··· Given data ···

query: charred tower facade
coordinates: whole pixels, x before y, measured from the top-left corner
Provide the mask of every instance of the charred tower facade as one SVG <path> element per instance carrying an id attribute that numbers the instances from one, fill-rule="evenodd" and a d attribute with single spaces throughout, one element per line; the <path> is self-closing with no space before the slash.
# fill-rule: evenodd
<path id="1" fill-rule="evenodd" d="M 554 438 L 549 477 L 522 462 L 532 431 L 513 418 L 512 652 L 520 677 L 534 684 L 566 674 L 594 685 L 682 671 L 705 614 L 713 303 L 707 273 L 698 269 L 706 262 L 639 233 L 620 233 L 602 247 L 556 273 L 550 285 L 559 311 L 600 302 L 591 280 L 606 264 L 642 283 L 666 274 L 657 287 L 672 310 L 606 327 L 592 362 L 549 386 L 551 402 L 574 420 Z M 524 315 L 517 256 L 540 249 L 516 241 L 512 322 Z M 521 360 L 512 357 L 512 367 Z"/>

···

_Problem requirements_:
Return the records exactly, every line included.

_Response_:
query: charred tower facade
coordinates: whole pixels, x before y, measured from the top-left corner
Provide the mask of every instance of the charred tower facade as one SVG <path> element per instance carrying an id attribute that numbers the instances from one, fill-rule="evenodd" and a d attribute with single spaces throughout, one element per line; the <path> is self-closing with no space before the slash.
# fill-rule: evenodd
<path id="1" fill-rule="evenodd" d="M 554 438 L 549 477 L 522 462 L 532 431 L 513 418 L 512 652 L 520 677 L 534 684 L 566 674 L 594 685 L 682 671 L 705 614 L 713 303 L 707 273 L 698 269 L 706 262 L 639 233 L 620 233 L 602 247 L 556 273 L 550 285 L 559 311 L 600 302 L 591 280 L 606 264 L 642 283 L 666 274 L 657 287 L 672 310 L 606 327 L 592 362 L 549 386 L 551 402 L 574 420 Z M 524 315 L 517 256 L 540 249 L 516 241 L 512 322 Z M 521 360 L 512 357 L 512 367 Z"/>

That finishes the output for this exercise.